# [Problem to work on]
Turn the material below into a numbered list, one line per item with blank lines dropped, covering only the lines from the one holding "TARGET = exposed light bulb" through the last line of the material, inclusive.

----------------

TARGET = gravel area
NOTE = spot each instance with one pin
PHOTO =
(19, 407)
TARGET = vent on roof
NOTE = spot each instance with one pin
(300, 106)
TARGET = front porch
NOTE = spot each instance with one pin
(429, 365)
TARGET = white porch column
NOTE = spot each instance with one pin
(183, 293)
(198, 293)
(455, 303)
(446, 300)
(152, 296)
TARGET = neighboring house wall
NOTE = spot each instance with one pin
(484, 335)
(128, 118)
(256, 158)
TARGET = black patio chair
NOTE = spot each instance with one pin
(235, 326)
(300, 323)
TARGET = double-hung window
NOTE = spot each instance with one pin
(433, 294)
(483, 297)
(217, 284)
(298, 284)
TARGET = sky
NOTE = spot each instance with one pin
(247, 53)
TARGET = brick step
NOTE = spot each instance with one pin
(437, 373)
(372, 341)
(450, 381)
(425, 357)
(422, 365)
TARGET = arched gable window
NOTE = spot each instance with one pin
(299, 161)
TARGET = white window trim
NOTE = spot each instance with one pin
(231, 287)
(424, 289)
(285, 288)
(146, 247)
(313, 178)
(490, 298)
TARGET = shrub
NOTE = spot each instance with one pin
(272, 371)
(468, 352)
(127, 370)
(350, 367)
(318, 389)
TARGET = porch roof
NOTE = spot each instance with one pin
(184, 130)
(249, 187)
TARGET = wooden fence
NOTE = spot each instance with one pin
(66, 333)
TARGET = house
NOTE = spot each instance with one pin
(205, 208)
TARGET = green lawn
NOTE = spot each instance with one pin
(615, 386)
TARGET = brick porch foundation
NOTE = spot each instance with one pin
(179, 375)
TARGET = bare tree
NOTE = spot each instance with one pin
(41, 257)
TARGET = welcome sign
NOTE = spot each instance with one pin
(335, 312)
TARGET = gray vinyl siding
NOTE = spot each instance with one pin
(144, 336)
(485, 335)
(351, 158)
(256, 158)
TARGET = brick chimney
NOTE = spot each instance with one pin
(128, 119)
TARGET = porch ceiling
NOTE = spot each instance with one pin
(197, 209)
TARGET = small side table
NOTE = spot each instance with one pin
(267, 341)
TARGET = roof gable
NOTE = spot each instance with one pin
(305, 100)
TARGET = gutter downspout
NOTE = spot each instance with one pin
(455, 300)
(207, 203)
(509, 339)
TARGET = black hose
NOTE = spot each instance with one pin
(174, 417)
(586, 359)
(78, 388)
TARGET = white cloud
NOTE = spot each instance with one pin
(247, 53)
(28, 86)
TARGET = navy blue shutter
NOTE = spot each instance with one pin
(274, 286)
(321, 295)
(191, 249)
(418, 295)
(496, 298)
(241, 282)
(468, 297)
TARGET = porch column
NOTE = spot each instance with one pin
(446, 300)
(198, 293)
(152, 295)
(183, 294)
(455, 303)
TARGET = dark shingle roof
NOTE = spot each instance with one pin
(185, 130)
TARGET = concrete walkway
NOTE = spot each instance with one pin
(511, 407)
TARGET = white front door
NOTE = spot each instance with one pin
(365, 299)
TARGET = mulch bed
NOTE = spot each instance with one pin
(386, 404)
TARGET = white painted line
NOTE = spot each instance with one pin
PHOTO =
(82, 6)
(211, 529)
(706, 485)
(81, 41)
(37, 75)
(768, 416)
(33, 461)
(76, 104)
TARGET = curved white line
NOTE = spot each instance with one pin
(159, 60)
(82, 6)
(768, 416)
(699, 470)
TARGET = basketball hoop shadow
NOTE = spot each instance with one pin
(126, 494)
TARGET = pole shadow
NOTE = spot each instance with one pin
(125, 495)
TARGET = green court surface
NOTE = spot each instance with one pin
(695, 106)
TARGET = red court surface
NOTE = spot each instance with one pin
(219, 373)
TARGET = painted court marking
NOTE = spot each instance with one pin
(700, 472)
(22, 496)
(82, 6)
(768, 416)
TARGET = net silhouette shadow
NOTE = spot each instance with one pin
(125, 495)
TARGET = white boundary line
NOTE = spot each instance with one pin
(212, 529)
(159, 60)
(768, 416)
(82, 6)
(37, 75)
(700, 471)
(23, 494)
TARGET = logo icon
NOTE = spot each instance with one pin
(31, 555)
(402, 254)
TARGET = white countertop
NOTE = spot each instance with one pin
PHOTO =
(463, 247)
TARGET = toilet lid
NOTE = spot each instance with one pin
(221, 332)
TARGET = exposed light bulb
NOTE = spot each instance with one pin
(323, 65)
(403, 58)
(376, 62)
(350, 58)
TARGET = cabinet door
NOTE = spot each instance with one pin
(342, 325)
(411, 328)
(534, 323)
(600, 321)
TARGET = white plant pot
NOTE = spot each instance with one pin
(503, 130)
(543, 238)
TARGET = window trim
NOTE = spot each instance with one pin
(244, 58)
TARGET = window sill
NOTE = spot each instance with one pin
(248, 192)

----------------

# [Answer in full]
1. TARGET = exposed light bulb
2. NOTE = spot each instance with one pin
3. (323, 65)
4. (403, 58)
5. (376, 62)
6. (350, 58)
7. TARGET = cabinet door
8. NOTE = spot each instance with one pin
9. (342, 325)
10. (411, 328)
11. (534, 323)
12. (600, 321)
13. TARGET = white plant pot
14. NOTE = spot each instance with one pin
15. (503, 130)
16. (543, 238)
17. TARGET = window trim
18. NOTE = spot each instance with one pin
19. (244, 58)
20. TARGET = window sill
21. NOTE = spot each instance with one pin
22. (248, 192)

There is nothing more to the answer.